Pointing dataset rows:
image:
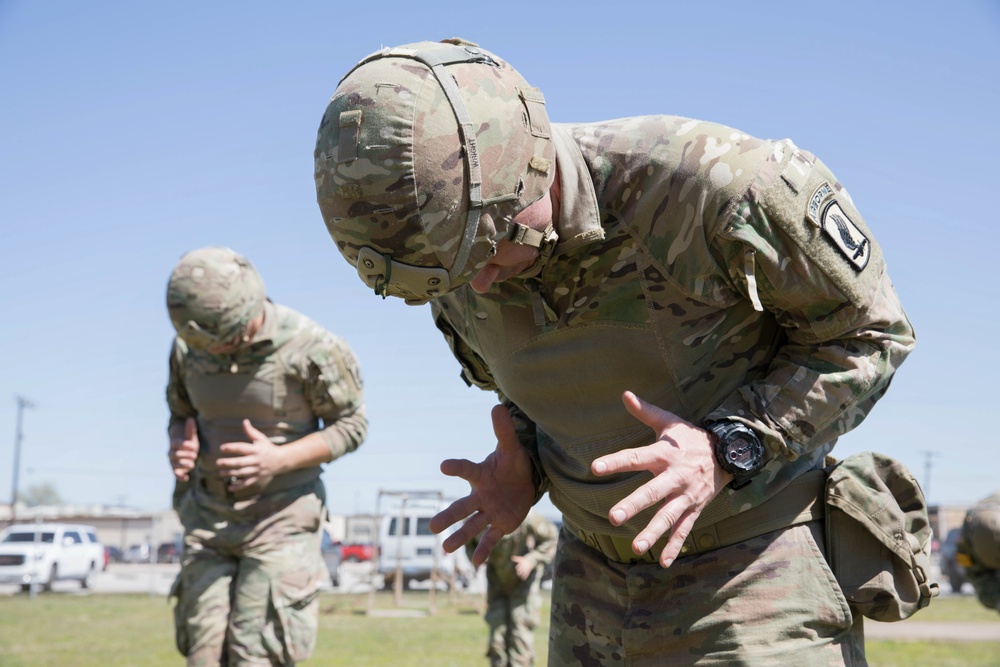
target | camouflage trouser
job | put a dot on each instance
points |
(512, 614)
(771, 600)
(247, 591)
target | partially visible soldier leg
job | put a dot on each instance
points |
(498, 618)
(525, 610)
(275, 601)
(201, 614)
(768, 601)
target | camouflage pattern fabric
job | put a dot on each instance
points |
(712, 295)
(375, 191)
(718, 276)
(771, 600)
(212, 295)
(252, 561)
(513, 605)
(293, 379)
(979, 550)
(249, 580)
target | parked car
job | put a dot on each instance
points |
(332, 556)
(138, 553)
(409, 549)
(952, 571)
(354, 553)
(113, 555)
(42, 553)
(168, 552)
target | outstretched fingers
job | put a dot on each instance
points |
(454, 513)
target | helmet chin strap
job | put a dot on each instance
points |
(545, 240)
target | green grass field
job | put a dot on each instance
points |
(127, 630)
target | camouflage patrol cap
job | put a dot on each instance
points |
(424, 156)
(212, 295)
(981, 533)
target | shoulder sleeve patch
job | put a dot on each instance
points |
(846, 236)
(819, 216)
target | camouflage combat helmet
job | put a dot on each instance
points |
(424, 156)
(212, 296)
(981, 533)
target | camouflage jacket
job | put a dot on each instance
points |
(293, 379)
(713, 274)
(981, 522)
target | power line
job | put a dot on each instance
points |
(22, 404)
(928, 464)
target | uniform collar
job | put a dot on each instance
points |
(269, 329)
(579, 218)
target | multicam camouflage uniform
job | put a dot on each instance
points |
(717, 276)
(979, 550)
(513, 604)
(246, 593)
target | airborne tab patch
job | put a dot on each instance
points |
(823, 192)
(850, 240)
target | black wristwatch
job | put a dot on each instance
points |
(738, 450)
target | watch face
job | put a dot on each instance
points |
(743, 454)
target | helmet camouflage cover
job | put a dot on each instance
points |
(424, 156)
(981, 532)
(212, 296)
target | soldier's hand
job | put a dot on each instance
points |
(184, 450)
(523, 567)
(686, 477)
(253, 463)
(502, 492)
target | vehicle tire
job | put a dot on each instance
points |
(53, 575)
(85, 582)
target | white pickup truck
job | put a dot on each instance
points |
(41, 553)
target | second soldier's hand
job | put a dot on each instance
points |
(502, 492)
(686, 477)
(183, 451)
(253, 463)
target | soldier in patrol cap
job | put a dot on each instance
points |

...

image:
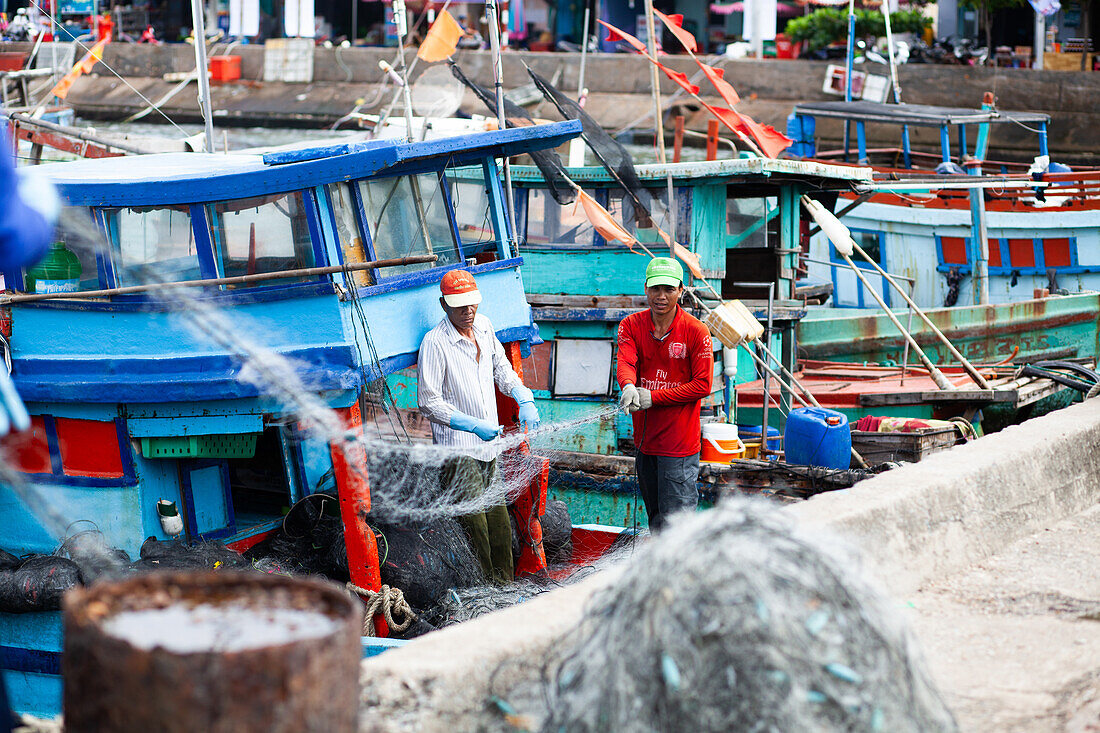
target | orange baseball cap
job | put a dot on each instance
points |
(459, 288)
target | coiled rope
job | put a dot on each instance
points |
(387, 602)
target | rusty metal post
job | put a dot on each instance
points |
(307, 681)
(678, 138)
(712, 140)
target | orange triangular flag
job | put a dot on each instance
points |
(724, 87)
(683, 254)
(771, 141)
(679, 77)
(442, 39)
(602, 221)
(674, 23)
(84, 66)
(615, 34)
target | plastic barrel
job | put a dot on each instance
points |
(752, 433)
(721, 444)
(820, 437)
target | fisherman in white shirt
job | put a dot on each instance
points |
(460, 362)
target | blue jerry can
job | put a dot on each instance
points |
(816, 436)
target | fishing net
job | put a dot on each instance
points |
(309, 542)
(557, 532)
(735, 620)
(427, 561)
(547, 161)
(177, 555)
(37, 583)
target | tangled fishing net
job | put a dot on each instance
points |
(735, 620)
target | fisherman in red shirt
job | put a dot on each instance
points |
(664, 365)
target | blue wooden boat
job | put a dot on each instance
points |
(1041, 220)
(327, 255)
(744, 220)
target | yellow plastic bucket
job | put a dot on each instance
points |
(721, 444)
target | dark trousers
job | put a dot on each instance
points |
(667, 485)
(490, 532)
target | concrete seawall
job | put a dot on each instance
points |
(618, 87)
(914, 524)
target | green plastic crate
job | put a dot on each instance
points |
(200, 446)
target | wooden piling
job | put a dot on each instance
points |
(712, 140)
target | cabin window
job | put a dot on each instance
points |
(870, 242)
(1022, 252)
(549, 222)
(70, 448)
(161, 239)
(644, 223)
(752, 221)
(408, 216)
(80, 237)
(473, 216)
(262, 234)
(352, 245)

## What the task requires
Count the lines in the rows above that contain the word "plastic". Give only the number.

## Response to the task
3